Task directions → Return verbatim the part of the lines below that opens with the line containing "of the curly" and runs through the final line, including both ends.

━━━━━━━━━━━━━━━━━━━━

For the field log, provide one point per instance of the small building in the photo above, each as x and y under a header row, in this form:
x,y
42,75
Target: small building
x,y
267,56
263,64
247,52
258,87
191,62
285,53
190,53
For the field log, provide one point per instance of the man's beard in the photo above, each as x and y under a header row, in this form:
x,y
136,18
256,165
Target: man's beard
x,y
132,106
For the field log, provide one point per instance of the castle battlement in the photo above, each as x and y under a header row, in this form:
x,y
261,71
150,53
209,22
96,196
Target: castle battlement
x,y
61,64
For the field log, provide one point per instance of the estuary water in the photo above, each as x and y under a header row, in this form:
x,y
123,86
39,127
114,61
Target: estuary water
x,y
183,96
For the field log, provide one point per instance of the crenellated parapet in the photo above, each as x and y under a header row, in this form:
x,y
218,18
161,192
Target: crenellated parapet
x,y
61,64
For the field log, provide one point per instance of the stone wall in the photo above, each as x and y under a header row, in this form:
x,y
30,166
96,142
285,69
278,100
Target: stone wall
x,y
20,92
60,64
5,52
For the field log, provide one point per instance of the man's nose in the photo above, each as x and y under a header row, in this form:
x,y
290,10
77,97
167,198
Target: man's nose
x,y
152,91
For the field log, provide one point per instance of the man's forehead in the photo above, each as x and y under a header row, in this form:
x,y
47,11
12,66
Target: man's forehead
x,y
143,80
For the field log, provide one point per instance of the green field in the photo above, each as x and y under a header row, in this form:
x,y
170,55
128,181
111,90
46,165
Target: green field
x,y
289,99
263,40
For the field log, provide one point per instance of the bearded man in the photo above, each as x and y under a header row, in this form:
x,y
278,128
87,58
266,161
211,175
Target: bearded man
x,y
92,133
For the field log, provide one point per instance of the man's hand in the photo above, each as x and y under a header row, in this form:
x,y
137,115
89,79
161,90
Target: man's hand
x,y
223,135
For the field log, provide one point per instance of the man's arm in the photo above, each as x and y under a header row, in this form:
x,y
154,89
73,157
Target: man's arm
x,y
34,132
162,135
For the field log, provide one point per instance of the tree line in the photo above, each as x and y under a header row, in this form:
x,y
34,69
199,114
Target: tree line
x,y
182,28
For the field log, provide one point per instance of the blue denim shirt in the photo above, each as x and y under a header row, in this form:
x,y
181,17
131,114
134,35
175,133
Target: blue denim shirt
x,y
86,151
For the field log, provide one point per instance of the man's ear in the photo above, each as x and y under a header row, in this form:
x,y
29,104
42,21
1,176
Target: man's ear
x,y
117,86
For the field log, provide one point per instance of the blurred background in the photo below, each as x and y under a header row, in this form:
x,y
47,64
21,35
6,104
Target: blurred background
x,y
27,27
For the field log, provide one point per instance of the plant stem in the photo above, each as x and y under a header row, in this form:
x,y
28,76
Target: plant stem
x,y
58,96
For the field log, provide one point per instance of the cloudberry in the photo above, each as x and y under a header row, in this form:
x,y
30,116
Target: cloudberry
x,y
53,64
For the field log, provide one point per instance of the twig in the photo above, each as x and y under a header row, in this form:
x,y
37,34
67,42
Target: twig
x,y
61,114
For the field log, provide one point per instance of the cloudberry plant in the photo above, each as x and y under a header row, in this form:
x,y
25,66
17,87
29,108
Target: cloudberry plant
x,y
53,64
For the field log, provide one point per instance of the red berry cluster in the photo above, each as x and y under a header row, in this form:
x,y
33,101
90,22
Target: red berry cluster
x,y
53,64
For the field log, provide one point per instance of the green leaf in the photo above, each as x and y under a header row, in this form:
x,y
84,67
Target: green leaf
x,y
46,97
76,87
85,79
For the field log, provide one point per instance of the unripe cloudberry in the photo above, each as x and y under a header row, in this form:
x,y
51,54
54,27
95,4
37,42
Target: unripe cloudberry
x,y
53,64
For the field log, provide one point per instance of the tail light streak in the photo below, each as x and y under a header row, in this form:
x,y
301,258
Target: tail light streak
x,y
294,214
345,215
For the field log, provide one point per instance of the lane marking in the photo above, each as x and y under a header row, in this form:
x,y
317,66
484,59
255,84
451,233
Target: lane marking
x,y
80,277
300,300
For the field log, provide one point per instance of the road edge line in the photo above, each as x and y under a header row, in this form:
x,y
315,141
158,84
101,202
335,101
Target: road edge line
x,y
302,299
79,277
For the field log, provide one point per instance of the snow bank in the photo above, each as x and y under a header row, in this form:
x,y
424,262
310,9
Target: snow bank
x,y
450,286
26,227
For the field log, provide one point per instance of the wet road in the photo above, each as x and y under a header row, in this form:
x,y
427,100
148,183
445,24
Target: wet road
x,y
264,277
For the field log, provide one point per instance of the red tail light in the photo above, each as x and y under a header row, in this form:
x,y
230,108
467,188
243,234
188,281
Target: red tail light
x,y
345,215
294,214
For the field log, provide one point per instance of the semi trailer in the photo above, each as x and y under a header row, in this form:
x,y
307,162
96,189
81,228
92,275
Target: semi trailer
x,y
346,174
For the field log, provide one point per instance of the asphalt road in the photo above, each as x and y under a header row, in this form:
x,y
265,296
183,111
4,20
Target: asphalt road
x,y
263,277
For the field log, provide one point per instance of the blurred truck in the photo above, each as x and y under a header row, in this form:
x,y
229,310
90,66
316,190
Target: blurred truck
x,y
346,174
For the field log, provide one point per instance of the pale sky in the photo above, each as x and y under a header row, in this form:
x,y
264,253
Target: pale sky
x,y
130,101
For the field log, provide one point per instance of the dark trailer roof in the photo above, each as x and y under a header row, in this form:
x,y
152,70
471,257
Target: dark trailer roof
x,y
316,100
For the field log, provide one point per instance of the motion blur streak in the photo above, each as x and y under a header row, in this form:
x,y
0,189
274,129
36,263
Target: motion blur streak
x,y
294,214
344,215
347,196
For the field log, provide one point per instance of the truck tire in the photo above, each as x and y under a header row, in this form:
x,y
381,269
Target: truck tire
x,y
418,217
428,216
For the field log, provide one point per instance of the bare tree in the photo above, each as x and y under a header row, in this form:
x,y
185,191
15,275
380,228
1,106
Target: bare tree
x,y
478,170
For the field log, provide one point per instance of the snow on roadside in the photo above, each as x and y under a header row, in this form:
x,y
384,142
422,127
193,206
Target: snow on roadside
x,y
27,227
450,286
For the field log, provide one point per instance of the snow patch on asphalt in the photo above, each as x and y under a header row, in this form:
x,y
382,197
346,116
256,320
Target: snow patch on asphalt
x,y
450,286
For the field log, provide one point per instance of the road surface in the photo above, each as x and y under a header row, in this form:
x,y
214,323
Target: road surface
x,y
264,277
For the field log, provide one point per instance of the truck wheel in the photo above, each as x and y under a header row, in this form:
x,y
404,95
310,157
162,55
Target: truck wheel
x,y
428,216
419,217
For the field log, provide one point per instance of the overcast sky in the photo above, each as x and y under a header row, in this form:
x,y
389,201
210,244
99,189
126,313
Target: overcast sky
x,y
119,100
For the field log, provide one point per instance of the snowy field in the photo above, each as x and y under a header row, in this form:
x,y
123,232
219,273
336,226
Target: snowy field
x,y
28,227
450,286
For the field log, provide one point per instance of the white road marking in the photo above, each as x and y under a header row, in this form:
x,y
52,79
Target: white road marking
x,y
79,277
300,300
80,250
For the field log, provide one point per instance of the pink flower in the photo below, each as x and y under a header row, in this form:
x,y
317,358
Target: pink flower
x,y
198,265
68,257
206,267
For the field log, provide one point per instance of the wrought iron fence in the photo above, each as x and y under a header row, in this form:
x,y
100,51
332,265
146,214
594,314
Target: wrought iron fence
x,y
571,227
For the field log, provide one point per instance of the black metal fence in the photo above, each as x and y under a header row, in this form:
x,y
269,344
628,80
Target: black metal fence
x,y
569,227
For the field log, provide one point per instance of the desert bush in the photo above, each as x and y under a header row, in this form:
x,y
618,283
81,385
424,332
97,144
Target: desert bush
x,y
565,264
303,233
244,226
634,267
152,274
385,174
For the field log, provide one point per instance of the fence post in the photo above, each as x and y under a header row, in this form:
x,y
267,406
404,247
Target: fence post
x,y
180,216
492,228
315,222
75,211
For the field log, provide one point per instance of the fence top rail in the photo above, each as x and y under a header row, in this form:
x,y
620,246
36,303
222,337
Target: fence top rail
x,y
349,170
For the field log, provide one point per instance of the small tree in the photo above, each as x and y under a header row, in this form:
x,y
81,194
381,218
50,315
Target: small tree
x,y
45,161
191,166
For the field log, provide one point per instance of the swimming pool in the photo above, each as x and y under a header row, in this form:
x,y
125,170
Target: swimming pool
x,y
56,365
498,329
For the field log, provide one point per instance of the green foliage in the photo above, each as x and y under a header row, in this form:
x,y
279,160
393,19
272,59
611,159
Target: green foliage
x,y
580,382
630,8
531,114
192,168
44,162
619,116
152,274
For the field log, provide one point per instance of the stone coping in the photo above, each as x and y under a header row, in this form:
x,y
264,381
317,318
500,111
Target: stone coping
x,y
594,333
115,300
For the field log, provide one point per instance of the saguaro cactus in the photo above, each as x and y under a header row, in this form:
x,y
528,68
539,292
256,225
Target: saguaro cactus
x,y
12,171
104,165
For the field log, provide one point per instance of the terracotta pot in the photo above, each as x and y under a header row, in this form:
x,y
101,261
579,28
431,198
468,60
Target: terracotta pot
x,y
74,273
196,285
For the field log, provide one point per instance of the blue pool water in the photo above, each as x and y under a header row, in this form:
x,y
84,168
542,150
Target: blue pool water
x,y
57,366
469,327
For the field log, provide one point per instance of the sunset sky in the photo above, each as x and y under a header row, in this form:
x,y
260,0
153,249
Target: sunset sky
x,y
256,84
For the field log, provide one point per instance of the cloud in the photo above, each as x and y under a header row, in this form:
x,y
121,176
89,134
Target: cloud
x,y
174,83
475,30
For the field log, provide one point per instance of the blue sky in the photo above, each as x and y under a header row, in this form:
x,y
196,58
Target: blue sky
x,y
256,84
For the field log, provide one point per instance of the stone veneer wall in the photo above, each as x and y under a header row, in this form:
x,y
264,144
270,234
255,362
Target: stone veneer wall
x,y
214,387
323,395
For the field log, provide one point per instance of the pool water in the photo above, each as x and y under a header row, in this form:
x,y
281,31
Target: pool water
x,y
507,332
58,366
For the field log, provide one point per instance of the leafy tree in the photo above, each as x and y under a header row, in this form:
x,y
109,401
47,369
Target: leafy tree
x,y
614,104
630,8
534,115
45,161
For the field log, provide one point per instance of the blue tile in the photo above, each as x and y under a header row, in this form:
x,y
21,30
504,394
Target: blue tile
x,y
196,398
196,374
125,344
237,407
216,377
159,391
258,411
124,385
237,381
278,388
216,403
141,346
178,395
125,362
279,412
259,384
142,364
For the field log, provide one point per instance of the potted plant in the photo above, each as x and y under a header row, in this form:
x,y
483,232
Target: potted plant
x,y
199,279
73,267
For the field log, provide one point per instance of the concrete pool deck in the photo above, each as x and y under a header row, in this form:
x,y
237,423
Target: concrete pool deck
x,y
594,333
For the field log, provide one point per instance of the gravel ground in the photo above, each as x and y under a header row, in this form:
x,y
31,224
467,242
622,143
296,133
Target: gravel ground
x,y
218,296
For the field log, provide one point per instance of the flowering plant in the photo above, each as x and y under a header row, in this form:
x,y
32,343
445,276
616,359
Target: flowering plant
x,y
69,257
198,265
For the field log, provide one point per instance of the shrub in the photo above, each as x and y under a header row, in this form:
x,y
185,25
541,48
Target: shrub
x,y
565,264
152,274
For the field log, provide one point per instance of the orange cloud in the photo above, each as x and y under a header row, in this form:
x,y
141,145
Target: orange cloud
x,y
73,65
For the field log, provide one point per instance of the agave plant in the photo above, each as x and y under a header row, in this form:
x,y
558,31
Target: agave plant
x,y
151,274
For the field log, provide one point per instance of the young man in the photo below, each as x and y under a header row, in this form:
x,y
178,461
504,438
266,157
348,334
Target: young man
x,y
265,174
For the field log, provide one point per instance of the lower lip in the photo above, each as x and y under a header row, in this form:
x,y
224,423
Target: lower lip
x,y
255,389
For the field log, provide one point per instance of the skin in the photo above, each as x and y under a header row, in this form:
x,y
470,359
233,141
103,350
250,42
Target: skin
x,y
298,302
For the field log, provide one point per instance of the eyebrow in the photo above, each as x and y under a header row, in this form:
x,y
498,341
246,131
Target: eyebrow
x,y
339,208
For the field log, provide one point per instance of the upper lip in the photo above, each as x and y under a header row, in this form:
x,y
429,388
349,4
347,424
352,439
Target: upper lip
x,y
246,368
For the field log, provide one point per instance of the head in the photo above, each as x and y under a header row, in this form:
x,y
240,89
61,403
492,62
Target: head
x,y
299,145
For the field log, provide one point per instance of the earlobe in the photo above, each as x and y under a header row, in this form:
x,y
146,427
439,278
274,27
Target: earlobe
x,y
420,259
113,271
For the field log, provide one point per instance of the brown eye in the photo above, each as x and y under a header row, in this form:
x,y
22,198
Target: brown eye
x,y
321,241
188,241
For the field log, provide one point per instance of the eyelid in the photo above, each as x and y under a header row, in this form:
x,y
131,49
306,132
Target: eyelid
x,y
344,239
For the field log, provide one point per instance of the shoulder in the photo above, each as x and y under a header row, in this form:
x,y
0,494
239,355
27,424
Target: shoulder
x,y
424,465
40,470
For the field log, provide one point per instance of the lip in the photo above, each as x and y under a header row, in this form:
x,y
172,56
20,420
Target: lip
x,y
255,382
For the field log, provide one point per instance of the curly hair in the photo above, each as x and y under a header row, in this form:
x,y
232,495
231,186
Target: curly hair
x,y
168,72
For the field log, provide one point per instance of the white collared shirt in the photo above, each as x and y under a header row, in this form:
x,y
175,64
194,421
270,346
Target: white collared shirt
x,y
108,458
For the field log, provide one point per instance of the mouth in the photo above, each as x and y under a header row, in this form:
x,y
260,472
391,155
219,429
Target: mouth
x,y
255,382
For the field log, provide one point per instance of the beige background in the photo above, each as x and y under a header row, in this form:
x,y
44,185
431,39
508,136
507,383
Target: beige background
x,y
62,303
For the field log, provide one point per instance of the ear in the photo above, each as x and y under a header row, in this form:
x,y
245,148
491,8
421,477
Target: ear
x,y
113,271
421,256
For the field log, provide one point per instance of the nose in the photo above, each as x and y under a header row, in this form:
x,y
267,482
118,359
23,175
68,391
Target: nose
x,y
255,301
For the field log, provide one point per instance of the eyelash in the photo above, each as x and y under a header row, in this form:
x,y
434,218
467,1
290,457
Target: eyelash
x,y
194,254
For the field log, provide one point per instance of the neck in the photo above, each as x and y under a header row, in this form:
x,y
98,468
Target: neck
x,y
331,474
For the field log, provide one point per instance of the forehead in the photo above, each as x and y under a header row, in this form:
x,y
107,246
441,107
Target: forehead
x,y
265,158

━━━━━━━━━━━━━━━━━━━━

Full answer →
For the field log, provide one point per instance of the curly hair in the photo above, each as x and y under a header row, in this form:
x,y
232,495
231,186
Target: curly hair
x,y
168,72
For the field log, provide one point per instance of the white collared shirt in the photo above, each as x and y under a header row, in this form:
x,y
175,64
194,421
270,346
Target: white collared shirt
x,y
108,458
For the field log, provide one point per instance of the mouth in the photo above, each as x and y under a header row, in this form:
x,y
260,472
391,155
219,429
Target: mouth
x,y
255,382
For the field log, provide one point per instance of the beige background in the photo above, each as x and y under a header row, in this form:
x,y
44,185
431,39
508,136
507,383
Target: beige background
x,y
62,303
For the field log, provide one point per instance of the ear in the photo above, each as x and y under a header row, in this form:
x,y
245,148
491,8
421,477
Target: ear
x,y
113,271
421,256
For the field log, provide one point per instance of the nose in the photo above, each as x and y under a header row, in this form:
x,y
267,482
118,359
23,175
68,391
Target: nose
x,y
255,301
For the field log, provide one point per instance of the eyelash in the photo above, each as x and y under a header row, in this form:
x,y
434,218
467,1
290,457
Target: eyelash
x,y
194,254
For the field log, provide one point per instance of the neck in the photo above, each as x and y under a header row, in this form:
x,y
98,468
Target: neck
x,y
331,474
For the field log, provide one point per instance of the forehead in the photo above, each as x and y under a header row, in this form:
x,y
107,246
441,107
Target: forehead
x,y
265,158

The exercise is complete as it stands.